» Short task
Rewrite all of the data below with each "kindly" changed to "please" and every other line left as it is. Omit the pictures.

» Materials provided
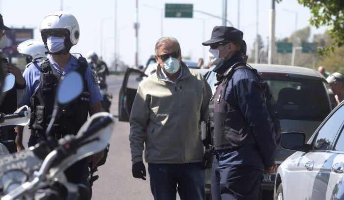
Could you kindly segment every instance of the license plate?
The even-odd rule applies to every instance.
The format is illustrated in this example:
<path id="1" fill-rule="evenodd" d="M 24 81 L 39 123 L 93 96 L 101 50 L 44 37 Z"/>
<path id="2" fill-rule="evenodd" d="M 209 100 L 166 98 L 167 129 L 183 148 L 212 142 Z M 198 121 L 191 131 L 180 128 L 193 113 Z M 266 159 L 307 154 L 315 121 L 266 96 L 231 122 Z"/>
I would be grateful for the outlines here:
<path id="1" fill-rule="evenodd" d="M 263 173 L 262 176 L 263 182 L 275 182 L 276 179 L 276 173 L 268 174 Z"/>

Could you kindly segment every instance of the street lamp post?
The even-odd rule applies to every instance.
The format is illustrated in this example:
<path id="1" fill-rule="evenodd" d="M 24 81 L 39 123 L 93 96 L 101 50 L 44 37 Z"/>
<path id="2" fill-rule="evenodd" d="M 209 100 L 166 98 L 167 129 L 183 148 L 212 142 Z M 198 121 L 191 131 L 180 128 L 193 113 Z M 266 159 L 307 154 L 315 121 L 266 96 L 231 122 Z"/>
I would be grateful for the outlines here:
<path id="1" fill-rule="evenodd" d="M 296 34 L 296 33 L 297 32 L 297 12 L 287 9 L 284 9 L 283 10 L 286 12 L 295 14 L 295 32 L 294 32 L 292 53 L 291 53 L 291 66 L 294 66 L 295 64 L 295 51 L 296 50 L 296 38 L 297 37 L 297 35 Z"/>
<path id="2" fill-rule="evenodd" d="M 112 18 L 112 17 L 108 17 L 100 19 L 100 55 L 103 56 L 103 22 L 104 20 Z"/>
<path id="3" fill-rule="evenodd" d="M 165 17 L 165 9 L 164 8 L 159 8 L 158 7 L 153 6 L 152 5 L 150 5 L 144 3 L 143 3 L 142 5 L 160 11 L 160 13 L 161 15 L 161 19 L 160 19 L 160 34 L 162 37 L 164 36 L 164 18 Z"/>

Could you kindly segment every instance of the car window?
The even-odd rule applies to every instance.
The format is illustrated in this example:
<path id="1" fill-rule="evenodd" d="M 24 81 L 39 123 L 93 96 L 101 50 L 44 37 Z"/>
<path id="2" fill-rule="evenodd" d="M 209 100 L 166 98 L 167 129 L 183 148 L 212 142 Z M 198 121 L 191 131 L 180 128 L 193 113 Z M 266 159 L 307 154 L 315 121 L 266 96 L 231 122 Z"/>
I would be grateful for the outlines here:
<path id="1" fill-rule="evenodd" d="M 280 119 L 322 121 L 331 112 L 321 81 L 287 77 L 263 77 Z"/>
<path id="2" fill-rule="evenodd" d="M 338 151 L 344 151 L 344 128 L 342 128 L 342 133 L 341 133 L 339 137 L 338 137 L 333 150 Z"/>
<path id="3" fill-rule="evenodd" d="M 344 116 L 344 107 L 342 106 L 320 128 L 314 141 L 315 150 L 328 150 L 336 134 L 342 126 Z"/>

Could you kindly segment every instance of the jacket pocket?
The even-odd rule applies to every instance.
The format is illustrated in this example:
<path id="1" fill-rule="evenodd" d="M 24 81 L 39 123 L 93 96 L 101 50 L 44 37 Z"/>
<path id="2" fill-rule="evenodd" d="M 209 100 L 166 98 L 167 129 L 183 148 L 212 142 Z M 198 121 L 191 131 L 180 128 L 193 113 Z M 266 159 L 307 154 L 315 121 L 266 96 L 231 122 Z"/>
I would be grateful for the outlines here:
<path id="1" fill-rule="evenodd" d="M 201 105 L 197 93 L 195 90 L 186 90 L 181 93 L 180 102 L 183 105 L 182 110 L 185 111 L 199 111 L 201 110 Z"/>

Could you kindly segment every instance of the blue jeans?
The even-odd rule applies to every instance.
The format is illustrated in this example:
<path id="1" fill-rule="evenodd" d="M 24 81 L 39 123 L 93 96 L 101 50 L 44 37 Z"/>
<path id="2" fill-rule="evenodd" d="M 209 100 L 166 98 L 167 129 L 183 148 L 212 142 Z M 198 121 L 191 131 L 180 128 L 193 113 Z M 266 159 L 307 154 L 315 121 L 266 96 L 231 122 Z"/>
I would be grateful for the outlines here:
<path id="1" fill-rule="evenodd" d="M 205 171 L 201 163 L 148 164 L 150 190 L 155 200 L 204 200 Z"/>

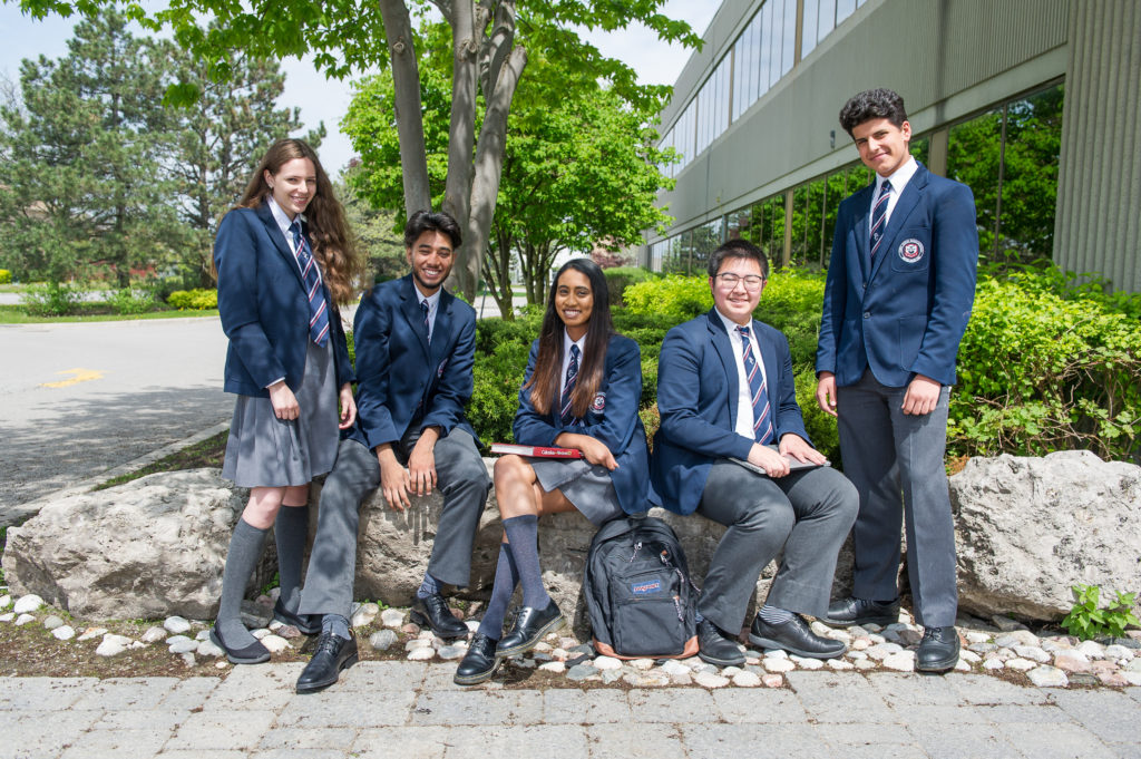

» Full solution
Could you please segment every instance of the license plate?
The even-odd rule applies to every instance.
The format is illustrated in this example:
<path id="1" fill-rule="evenodd" d="M 24 81 L 39 123 L 93 96 L 101 50 L 44 37 Z"/>
<path id="2" fill-rule="evenodd" d="M 209 100 L 166 98 L 167 129 L 183 148 L 212 142 Z M 198 121 L 191 131 L 180 128 L 193 113 Z M 266 159 L 307 154 L 315 121 L 266 96 L 231 122 Z"/>
I would be grateful for the outlines here:
<path id="1" fill-rule="evenodd" d="M 263 173 L 262 176 L 263 182 L 275 182 L 276 179 L 276 173 L 268 174 Z"/>

Could you please segment every instance of the street lamp post?
The even-odd rule applies to every instance.
The format is illustrated in this example:
<path id="1" fill-rule="evenodd" d="M 24 81 L 39 123 L 93 96 L 101 50 L 44 37 Z"/>
<path id="2" fill-rule="evenodd" d="M 209 100 L 166 98 L 167 129 L 183 148 L 212 142 Z M 198 121 L 191 131 L 180 128 L 193 113 Z M 266 159 L 307 154 L 315 121 L 266 96 L 231 122 Z"/>
I would be grateful for the outlines here:
<path id="1" fill-rule="evenodd" d="M 296 34 L 296 33 L 297 32 L 297 12 L 287 9 L 284 9 L 283 10 L 286 12 L 295 14 L 295 32 L 294 32 L 292 53 L 291 53 L 291 66 L 294 66 L 295 64 L 295 51 L 296 50 L 296 38 L 297 37 L 297 35 Z"/>
<path id="2" fill-rule="evenodd" d="M 112 18 L 112 17 L 108 17 L 100 19 L 100 55 L 103 56 L 103 22 L 104 20 Z"/>
<path id="3" fill-rule="evenodd" d="M 165 17 L 165 9 L 164 8 L 159 8 L 158 7 L 153 6 L 152 5 L 150 5 L 144 3 L 143 3 L 142 5 L 160 11 L 160 13 L 161 15 L 161 19 L 160 19 L 160 34 L 162 37 L 164 36 L 164 18 Z"/>

Could you please segment every instance of the car window?
The even-odd rule applies to every instance.
The format is illustrated in this example:
<path id="1" fill-rule="evenodd" d="M 24 81 L 39 123 L 93 96 L 101 50 L 44 37 Z"/>
<path id="2" fill-rule="evenodd" d="M 209 100 L 166 98 L 167 129 L 183 148 L 212 142 Z M 198 121 L 191 131 L 180 128 L 193 113 Z M 266 159 L 307 154 L 315 121 L 266 96 L 231 122 Z"/>
I would be grateful for the outlines here:
<path id="1" fill-rule="evenodd" d="M 280 119 L 322 121 L 331 112 L 321 81 L 287 77 L 263 77 Z"/>
<path id="2" fill-rule="evenodd" d="M 338 151 L 344 151 L 344 128 L 342 128 L 342 133 L 341 133 L 339 137 L 338 137 L 333 150 Z"/>
<path id="3" fill-rule="evenodd" d="M 344 116 L 344 107 L 342 106 L 320 128 L 314 141 L 315 150 L 328 150 L 336 134 L 342 126 Z"/>

Could you please segment every instance of the jacket pocket?
The even-odd rule applies to every instance.
The format is illustrated in this example:
<path id="1" fill-rule="evenodd" d="M 24 81 L 39 123 L 93 96 L 101 50 L 44 37 Z"/>
<path id="2" fill-rule="evenodd" d="M 209 100 L 166 98 L 167 129 L 183 148 L 212 142 Z M 198 121 L 191 131 L 180 128 L 193 113 Z M 266 159 L 307 154 L 315 121 L 266 96 L 231 122 Z"/>
I would be grateful for the outlines here:
<path id="1" fill-rule="evenodd" d="M 201 105 L 197 93 L 195 90 L 186 90 L 181 93 L 180 102 L 183 105 L 182 110 L 185 111 L 199 111 L 201 110 Z"/>

Could you please segment every instance of the blue jeans?
The even-odd rule applies to every instance.
The format is illustrated in this example:
<path id="1" fill-rule="evenodd" d="M 24 81 L 39 123 L 93 96 L 101 50 L 44 37 Z"/>
<path id="2" fill-rule="evenodd" d="M 209 100 L 166 98 L 167 129 L 183 148 L 212 142 Z M 198 121 L 191 131 L 180 128 L 193 113 Z M 266 159 L 307 154 L 315 121 L 266 96 L 231 122 Z"/>
I would be grateful for the outlines here:
<path id="1" fill-rule="evenodd" d="M 205 171 L 201 163 L 148 164 L 150 190 L 155 200 L 204 200 Z"/>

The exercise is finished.